_Problem to solve_
Set down unchanged every line of the records below, from the line containing "of the ocean" through the line containing "M1 121L0 180L57", including both of those lines.
*** Data to use
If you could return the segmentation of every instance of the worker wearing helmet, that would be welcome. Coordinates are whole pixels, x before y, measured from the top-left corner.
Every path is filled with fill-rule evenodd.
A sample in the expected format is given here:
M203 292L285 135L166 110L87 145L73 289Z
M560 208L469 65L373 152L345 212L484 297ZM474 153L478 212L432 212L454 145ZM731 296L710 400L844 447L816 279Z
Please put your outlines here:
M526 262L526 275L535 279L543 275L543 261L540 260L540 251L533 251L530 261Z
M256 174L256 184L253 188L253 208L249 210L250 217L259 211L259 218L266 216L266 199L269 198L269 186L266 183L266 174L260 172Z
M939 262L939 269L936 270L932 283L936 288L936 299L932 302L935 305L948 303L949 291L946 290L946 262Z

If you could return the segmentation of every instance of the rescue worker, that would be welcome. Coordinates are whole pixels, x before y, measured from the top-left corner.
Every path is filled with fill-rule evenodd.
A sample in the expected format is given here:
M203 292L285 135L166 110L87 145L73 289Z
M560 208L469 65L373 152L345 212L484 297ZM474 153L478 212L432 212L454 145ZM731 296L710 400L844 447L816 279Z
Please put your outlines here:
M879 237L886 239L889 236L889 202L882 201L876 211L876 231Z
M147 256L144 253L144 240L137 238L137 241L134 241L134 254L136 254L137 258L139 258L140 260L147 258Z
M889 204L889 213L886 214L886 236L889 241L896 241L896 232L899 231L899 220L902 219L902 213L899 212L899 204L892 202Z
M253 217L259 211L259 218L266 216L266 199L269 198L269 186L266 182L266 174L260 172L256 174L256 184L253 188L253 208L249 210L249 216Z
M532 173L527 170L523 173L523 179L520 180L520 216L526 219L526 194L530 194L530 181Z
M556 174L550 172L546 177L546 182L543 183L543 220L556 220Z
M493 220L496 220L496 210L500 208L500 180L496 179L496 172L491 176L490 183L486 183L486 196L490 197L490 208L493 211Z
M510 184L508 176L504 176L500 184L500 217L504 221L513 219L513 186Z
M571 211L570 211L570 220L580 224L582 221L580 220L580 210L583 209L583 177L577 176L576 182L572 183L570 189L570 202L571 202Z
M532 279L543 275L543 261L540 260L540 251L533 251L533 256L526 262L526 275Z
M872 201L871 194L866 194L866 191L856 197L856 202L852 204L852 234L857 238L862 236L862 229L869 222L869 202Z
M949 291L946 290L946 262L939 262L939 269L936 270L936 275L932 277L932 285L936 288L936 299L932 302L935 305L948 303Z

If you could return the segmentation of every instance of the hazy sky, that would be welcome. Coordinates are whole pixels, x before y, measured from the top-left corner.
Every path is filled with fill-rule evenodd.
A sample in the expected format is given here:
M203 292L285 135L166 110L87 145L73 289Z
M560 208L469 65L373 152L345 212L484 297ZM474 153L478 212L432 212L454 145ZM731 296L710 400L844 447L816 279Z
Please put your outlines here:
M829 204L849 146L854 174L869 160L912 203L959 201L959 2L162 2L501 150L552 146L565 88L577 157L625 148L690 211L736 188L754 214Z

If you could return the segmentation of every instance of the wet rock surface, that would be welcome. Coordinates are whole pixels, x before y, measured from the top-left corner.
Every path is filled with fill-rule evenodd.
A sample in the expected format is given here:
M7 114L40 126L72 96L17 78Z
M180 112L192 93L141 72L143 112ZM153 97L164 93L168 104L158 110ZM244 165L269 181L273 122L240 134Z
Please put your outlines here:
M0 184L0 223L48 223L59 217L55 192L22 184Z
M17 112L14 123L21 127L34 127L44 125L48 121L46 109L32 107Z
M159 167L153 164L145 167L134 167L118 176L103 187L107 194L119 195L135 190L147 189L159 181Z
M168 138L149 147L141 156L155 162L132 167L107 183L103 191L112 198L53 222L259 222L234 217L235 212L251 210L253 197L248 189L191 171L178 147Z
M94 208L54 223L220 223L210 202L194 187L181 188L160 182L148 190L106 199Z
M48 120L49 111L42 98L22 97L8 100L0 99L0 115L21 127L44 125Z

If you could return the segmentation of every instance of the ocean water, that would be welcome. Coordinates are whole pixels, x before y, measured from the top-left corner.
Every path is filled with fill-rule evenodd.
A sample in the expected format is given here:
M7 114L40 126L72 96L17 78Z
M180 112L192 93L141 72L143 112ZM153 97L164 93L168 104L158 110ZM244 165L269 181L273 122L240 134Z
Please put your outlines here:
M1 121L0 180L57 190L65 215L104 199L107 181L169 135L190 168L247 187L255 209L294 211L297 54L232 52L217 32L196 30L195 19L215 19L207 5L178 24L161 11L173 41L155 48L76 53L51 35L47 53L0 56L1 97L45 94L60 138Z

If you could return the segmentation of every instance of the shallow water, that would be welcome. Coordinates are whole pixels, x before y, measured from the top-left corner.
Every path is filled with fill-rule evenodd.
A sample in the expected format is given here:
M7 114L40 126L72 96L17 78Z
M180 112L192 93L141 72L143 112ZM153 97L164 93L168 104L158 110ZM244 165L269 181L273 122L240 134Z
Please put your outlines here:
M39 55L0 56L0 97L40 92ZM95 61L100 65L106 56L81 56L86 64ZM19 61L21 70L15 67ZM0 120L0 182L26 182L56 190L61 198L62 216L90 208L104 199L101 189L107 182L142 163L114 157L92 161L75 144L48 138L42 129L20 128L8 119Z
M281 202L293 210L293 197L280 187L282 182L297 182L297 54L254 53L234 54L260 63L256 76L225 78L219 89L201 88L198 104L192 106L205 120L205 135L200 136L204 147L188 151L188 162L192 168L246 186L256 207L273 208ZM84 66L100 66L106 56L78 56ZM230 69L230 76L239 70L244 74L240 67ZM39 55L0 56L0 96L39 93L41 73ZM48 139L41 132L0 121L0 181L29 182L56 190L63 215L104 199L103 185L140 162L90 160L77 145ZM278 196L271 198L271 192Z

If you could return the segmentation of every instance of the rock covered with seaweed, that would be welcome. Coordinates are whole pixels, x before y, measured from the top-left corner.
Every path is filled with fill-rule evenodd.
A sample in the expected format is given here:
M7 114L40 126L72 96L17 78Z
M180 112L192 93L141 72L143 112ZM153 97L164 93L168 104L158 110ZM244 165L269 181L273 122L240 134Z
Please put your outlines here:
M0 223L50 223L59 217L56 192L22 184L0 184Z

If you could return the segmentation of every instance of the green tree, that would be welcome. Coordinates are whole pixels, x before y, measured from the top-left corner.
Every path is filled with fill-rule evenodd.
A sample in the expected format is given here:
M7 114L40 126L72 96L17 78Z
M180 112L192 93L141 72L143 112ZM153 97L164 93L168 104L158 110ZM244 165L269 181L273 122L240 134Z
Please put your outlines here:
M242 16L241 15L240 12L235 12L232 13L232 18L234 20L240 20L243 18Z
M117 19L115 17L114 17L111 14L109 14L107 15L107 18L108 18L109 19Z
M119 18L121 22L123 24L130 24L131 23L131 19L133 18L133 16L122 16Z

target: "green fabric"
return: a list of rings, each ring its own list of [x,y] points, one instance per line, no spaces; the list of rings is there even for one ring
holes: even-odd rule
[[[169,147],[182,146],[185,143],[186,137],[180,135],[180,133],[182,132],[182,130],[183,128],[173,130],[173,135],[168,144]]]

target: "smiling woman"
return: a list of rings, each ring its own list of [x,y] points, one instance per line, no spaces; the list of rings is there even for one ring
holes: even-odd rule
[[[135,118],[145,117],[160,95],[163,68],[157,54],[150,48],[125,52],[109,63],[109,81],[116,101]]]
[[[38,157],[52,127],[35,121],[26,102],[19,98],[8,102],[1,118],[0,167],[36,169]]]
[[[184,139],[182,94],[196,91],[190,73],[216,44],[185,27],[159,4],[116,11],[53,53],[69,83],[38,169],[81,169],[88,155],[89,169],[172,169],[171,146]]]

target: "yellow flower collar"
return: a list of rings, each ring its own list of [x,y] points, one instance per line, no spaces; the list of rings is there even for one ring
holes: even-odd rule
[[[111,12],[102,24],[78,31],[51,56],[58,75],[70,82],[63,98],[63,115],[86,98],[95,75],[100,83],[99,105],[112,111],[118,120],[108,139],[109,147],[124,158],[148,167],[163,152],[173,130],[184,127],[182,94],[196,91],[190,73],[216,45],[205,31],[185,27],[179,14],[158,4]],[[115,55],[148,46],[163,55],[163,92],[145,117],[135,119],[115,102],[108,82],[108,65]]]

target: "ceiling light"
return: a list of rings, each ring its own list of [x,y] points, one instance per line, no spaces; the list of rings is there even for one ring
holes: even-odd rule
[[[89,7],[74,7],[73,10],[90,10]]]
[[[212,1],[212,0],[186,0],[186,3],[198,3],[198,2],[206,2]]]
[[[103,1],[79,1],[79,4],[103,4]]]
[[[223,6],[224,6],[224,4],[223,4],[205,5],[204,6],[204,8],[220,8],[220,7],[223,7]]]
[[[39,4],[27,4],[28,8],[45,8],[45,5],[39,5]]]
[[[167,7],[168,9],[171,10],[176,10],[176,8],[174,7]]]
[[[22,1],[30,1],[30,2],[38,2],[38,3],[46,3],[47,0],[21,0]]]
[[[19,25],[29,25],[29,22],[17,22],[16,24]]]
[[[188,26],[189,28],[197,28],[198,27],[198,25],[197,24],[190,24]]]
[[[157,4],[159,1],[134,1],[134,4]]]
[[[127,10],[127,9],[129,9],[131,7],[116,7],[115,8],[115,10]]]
******
*** Data to use
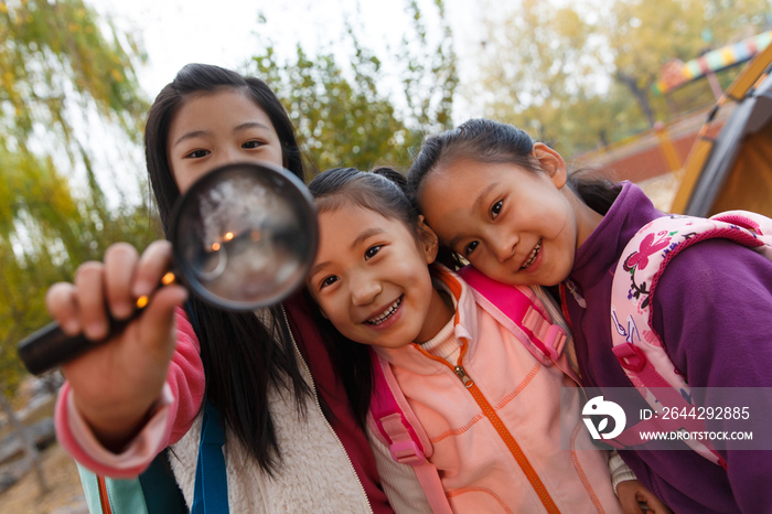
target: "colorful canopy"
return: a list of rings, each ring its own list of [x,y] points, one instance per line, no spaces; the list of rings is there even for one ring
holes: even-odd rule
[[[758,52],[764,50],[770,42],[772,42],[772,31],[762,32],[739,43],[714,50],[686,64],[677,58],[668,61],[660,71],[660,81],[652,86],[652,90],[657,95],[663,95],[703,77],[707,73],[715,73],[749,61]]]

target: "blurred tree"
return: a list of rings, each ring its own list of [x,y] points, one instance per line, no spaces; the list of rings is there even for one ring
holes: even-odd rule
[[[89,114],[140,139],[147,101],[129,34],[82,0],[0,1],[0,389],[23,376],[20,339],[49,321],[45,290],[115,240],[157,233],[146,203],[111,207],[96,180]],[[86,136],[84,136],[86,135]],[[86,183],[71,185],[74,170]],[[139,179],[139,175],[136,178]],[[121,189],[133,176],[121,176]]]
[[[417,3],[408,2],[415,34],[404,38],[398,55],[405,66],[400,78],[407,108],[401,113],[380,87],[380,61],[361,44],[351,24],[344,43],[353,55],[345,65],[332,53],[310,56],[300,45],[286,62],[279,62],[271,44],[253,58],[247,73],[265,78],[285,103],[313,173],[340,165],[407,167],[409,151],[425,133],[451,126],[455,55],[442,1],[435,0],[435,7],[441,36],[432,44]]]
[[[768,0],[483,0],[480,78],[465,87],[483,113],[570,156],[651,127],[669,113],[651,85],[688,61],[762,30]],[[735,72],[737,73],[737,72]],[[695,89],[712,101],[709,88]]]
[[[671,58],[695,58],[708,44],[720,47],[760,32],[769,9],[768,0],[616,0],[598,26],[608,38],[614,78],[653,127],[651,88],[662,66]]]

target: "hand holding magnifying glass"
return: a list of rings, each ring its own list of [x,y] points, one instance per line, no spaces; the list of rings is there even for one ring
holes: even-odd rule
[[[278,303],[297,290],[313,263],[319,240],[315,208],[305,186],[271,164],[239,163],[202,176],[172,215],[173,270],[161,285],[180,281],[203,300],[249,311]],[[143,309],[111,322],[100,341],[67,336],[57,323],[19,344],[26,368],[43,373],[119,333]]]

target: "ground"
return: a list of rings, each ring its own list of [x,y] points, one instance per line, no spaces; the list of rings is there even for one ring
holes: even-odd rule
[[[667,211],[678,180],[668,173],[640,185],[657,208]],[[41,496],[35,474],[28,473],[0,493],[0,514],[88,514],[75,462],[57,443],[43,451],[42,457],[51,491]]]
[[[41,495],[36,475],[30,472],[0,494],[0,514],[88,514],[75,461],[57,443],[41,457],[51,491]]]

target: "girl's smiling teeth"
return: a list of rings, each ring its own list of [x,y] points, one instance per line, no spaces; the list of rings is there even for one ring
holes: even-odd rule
******
*** Data to use
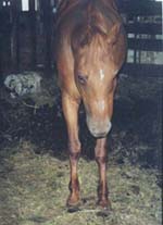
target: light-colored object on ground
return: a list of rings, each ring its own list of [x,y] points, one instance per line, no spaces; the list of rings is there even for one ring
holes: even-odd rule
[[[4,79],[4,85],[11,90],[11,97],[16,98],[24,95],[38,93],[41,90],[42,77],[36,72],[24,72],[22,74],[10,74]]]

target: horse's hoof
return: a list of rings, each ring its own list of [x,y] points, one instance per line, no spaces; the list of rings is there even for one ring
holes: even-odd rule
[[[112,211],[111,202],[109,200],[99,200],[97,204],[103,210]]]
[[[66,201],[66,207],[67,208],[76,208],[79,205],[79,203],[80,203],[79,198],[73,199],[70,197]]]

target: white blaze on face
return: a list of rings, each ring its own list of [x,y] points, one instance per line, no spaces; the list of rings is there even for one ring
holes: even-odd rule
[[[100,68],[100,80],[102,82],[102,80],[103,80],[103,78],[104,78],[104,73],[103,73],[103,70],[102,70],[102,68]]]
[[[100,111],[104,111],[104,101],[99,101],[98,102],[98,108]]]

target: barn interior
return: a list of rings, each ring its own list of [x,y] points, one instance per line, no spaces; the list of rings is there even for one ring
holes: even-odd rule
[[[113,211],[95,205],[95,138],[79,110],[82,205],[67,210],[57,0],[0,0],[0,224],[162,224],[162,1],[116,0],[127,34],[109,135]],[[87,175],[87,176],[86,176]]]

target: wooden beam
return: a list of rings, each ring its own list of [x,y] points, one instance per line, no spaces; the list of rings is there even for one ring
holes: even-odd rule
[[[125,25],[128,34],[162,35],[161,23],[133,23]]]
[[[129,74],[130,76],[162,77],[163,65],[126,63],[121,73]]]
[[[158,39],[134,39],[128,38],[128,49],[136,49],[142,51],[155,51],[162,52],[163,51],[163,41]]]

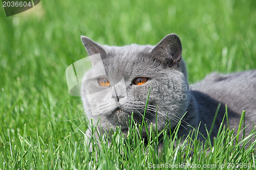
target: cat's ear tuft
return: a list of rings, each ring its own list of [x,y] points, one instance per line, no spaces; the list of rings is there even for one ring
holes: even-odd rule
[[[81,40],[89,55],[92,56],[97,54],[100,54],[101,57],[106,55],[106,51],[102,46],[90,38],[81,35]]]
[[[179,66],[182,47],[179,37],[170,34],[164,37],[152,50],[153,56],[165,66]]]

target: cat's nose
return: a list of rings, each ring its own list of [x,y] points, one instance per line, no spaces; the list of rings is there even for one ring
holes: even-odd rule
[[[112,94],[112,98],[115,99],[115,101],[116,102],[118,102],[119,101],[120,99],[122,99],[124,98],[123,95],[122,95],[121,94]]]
******
_Problem solution_
If you could return the segmentation of every instance of the ocean water, that would be welcome. Coordinates are whole pixels, x before y, measured from the top-left corner.
Every path is filled with fill-rule evenodd.
A sample in the expected format is given here:
M7 114L40 126L72 96L17 78Z
M180 112L192 93L141 72L143 112ZM153 97L164 93L168 104L158 110ZM244 165L269 181L273 122L240 134Z
Please put your outlines here:
M1 121L0 180L57 190L65 215L104 199L107 181L169 135L190 168L247 187L255 209L294 211L297 54L232 52L217 32L196 30L195 19L215 19L207 5L178 24L161 11L173 41L155 48L76 53L51 35L47 53L0 56L1 97L45 94L60 138Z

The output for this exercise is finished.